Texte donné
○ ○ ○ ○

Les textes du jour (cliquez ici)

« Les dix autres avaient entendu et ils s’indignèrent contre Jacques et Jean. » Voilà bien une attitude humaine où se mêlent tour à tour le jugement et la jalousie. Sans doute les dix ont interprété la demande de Jacques et Jean comme une demande d’occuper les meilleures places. Or que commence par nous dire le texte : « ils s’approchent de Jésus ». Leur désir est d'être proches, de rester proches de Jésus.

La relation qu'ils ont tissée avec lui depuis de longs mois a fait naître en eux le goût d'une intimité profonde avec « celui qui a les paroles de la vie éternelle » (Jn 6, 68). Aussi quand ils ont déjà entendu plusieurs fois Jésus annoncer sa mort de résurrection, leur désir est de participer à cette glorification de Jésus pour rester proche de lui. Jésus le comprend bien puisqu'il commence par leur demander : « Que voulez-vous que je fasse pour vous ? »

Ainsi l'attitude de Jacques de Jean nous renvoie à notre propre attitude envers Jésus, à notre désir de rester proche de lui. C'est toujours au cœur de notre désir, même maladroit, que Jésus nous rejoint. Il attend que nous lui formulions ce que nous voudrions qu'il fasse pour nous afin d'agir en nous. Ne rien demander à Jésus, parfois même sous prétexte qu'il sait mieux que nous-mêmes ce dont nous avons besoin – ce qui est vrai –, c’est ne pas lui exprimer notre volonté de recevoir quelque chose de lui. Demander pour soi au Seigneur c’est ouvrir notre cœur  au possible de Dieu en soi dans un acte de confiance, de foi.

Il est vrai que la demande de Jacques et Jean est marquée par leur conception d'un messie puissant à la manière d'un roi terrestre. Aussi veulent-ils siéger avec lui, au plus près de lui. Jésus va s'employer à ajuster cette demande à sa vraie messianité mais il ne leur fait aucun reproche. Même si nos demandes sont maladroites, c'est-à-dire mal ajustées à ce que le Christ veut pour nous et avec nous, il ne nous juge pas mais, patiemment, il commence par nous ajuster à lui. Nous pouvons nous souvenir de la demande excessive de Pierre qui veut marcher sur les eaux. Jésus y consent mais pour l'inviter à une plus grande foi : « Homme de peu de foi… » (Mt 14, 31).

○ ○ ○ ○

Consigne écrite
Dans le commentaire sur la demande de Jacques et Jean, quelle question Jésus leur pose-t-il d'abord, s'il vous plaît ? Les lignes ci-dessous ne servent pas à cet exercice.

Extrait de données
○ ○ ○ ○

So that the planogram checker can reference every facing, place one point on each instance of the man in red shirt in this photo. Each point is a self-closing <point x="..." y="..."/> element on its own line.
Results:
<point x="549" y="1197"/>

○ ○ ○ ○

Résultat de l'exercice
Il leur demande : « Que voulez-vous que je fasse pour vous ? »